■ LISTING ■
------------------------------------

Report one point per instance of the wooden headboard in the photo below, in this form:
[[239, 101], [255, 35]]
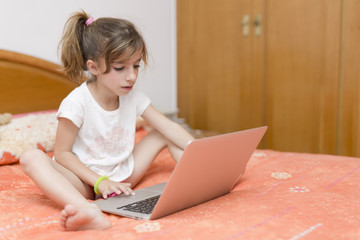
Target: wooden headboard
[[29, 84]]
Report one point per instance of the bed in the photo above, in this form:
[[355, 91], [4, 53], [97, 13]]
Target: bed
[[282, 195]]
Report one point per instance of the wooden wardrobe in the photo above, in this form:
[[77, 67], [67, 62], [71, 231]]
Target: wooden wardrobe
[[292, 65]]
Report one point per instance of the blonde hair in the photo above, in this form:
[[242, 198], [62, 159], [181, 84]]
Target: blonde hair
[[108, 38]]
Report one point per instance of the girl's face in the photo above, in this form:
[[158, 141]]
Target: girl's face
[[122, 75]]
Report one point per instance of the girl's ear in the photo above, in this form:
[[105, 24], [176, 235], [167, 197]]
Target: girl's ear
[[93, 67]]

------------------------------------

Copy exactly the line containing "Report one point per instance of the bed" and every line after it, ending with the last line of the records above.

Report one point per instance of the bed in the photo above, in this form:
[[355, 91], [4, 53], [97, 13]]
Target: bed
[[282, 195]]
Report one point per instance of the wooden wardrobe in the photo above, in this form:
[[77, 67], [67, 62], [71, 231]]
Target: wooden wardrobe
[[292, 65]]
Report one point per instance of the blonde hair in the photo above, in this form:
[[242, 198], [62, 159], [181, 84]]
Target: blonde hair
[[108, 38]]
Report one point per instance of the girl's face in the photo above, in this form:
[[158, 141]]
Target: girl's face
[[122, 75]]
Report one point per instance of the girl's ear in the photo above, in this form:
[[105, 24], [176, 235], [167, 197]]
Target: girl's ear
[[93, 67]]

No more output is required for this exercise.